_Record excerpts_:
_ _ _ _ _

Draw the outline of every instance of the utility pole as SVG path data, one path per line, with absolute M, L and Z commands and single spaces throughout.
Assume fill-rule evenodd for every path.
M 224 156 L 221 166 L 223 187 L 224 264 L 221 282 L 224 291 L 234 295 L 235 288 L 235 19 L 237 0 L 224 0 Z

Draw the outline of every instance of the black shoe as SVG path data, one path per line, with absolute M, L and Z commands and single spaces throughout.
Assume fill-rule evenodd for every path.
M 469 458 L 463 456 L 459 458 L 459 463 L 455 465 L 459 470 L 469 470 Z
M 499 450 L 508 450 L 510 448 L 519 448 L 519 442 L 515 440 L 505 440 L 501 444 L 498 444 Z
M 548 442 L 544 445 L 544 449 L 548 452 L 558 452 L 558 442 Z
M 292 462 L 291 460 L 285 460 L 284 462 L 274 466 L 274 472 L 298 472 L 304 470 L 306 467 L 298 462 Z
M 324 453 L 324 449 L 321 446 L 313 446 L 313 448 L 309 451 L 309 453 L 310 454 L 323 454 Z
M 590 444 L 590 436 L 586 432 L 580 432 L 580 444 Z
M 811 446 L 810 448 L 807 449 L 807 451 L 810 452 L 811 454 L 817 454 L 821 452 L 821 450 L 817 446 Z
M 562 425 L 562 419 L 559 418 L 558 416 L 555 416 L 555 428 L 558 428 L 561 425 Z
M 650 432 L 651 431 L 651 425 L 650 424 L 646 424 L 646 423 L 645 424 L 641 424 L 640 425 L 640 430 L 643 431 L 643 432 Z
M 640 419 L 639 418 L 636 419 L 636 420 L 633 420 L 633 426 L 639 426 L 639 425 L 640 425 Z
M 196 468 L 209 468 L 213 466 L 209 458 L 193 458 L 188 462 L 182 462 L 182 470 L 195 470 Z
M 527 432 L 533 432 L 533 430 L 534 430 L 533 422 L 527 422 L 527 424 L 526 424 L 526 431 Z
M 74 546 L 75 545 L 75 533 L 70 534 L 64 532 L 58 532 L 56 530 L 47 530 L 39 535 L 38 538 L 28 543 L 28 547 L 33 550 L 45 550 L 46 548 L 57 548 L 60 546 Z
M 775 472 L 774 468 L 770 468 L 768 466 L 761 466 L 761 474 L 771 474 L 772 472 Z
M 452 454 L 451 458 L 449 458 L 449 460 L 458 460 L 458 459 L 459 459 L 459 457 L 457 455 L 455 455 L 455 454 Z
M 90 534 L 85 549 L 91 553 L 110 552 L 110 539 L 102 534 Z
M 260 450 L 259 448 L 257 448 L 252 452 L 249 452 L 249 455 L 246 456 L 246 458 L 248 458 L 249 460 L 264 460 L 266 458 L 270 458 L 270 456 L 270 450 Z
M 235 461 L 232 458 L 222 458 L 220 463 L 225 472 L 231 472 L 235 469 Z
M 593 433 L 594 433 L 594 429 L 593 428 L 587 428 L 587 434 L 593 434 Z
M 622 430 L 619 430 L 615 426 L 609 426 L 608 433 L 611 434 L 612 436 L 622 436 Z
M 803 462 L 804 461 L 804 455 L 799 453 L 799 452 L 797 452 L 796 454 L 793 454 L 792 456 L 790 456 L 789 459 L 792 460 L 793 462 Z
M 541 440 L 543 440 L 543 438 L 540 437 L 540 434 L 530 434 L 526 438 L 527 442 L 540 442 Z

_ _ _ _ _

_Exercise details_:
All of the data above should be reproduced verbatim.

_Output below_:
Draw the outline of every instance of the utility pole as SVG path data, one path per line, with absolute M, L and Z commands and single spaces throughout.
Assume fill-rule evenodd for every path.
M 224 156 L 221 166 L 223 187 L 224 264 L 221 282 L 224 291 L 234 295 L 235 288 L 235 19 L 237 0 L 224 0 Z

Draw the outline of every instance of the black shoe as SVG path data, one path per line, with absolute M, L and Z commands and single spaces throughout.
Assume fill-rule evenodd for every path.
M 469 458 L 463 456 L 459 458 L 459 463 L 455 465 L 459 470 L 469 470 Z
M 499 450 L 508 450 L 510 448 L 519 448 L 519 442 L 515 440 L 505 440 L 501 444 L 498 444 Z
M 548 442 L 544 445 L 544 449 L 548 452 L 558 452 L 558 442 Z
M 292 462 L 291 460 L 285 460 L 284 462 L 274 466 L 274 472 L 298 472 L 304 470 L 306 467 L 298 462 Z
M 324 453 L 324 449 L 321 446 L 313 446 L 313 448 L 309 451 L 309 453 L 310 454 L 323 454 Z
M 590 444 L 590 436 L 586 432 L 580 432 L 580 444 Z
M 811 446 L 810 448 L 807 449 L 807 451 L 810 452 L 811 454 L 817 454 L 821 452 L 821 450 L 817 446 Z
M 562 425 L 562 419 L 559 418 L 558 416 L 555 416 L 555 428 L 558 428 L 561 425 Z
M 650 432 L 651 431 L 651 425 L 650 424 L 646 424 L 646 423 L 645 424 L 641 424 L 640 425 L 640 430 L 643 431 L 643 432 Z
M 640 419 L 639 418 L 636 419 L 636 420 L 633 420 L 633 426 L 639 426 L 639 425 L 640 425 Z
M 196 468 L 209 468 L 213 466 L 209 458 L 193 458 L 188 462 L 182 462 L 182 470 L 195 470 Z
M 527 432 L 533 432 L 533 430 L 534 430 L 533 422 L 527 422 L 527 424 L 526 424 L 526 431 Z
M 74 546 L 75 545 L 75 533 L 70 534 L 64 532 L 58 532 L 56 530 L 47 530 L 39 535 L 38 538 L 28 543 L 28 547 L 33 550 L 45 550 L 46 548 L 57 548 L 60 546 Z
M 775 472 L 774 468 L 770 468 L 768 466 L 761 466 L 761 474 L 771 474 L 772 472 Z
M 452 454 L 451 458 L 449 458 L 449 460 L 458 460 L 458 459 L 459 459 L 459 457 L 457 455 L 455 455 L 455 454 Z
M 90 534 L 85 549 L 91 553 L 110 552 L 110 539 L 102 534 Z
M 260 450 L 259 448 L 257 448 L 252 452 L 249 452 L 249 455 L 246 456 L 246 458 L 248 458 L 249 460 L 264 460 L 266 458 L 270 458 L 270 456 L 270 450 Z
M 235 461 L 232 458 L 222 458 L 220 463 L 225 472 L 231 472 L 235 469 Z
M 593 433 L 594 433 L 594 429 L 593 428 L 587 428 L 587 434 L 593 434 Z
M 622 430 L 619 430 L 615 426 L 609 426 L 608 433 L 611 434 L 612 436 L 622 436 Z
M 803 462 L 804 461 L 804 455 L 799 453 L 799 452 L 797 452 L 796 454 L 793 454 L 792 456 L 790 456 L 789 459 L 792 460 L 793 462 Z
M 541 440 L 543 440 L 543 438 L 540 437 L 540 434 L 530 434 L 526 438 L 527 442 L 540 442 Z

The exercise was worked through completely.